Stored data entries
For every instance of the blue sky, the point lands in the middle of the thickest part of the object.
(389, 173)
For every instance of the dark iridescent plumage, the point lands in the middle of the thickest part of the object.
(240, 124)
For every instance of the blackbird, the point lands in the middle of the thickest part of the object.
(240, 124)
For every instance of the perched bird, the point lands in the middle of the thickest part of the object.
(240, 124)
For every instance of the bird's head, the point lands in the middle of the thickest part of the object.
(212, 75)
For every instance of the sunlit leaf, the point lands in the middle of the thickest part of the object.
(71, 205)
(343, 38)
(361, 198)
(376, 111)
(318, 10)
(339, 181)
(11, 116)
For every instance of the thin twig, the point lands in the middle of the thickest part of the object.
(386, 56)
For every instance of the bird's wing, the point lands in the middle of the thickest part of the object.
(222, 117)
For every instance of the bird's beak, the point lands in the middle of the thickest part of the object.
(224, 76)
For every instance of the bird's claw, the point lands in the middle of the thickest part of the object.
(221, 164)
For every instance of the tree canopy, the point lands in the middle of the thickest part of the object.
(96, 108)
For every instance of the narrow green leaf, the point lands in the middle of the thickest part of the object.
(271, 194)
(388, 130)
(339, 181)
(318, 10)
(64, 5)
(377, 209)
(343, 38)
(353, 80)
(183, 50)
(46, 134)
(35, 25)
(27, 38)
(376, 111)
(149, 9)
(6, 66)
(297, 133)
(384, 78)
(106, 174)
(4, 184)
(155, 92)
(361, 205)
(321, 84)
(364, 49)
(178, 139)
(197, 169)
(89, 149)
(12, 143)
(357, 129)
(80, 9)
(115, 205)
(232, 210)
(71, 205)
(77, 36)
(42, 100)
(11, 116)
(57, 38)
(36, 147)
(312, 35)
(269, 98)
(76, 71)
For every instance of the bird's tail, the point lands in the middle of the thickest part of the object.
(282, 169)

> **PROBLEM DESCRIPTION**
Copy the listing above word for word, from the line containing "For every instance of the narrow" through its final line, with both of those lines included.

> **TASK SOLUTION**
For every instance of the narrow green leaf, the point lands in the middle of the thickest part of the object.
(271, 194)
(388, 130)
(339, 181)
(318, 10)
(64, 5)
(377, 209)
(343, 38)
(353, 80)
(183, 50)
(46, 134)
(35, 25)
(27, 38)
(376, 111)
(149, 9)
(6, 66)
(297, 133)
(384, 78)
(106, 174)
(4, 184)
(155, 92)
(361, 205)
(321, 84)
(364, 49)
(178, 139)
(197, 169)
(89, 149)
(12, 143)
(357, 129)
(80, 9)
(115, 205)
(232, 210)
(71, 205)
(77, 36)
(42, 100)
(11, 116)
(57, 38)
(36, 147)
(312, 35)
(269, 98)
(76, 71)
For every instance of the bird's tail, the point lands in the middle of the thickest part of the object.
(282, 169)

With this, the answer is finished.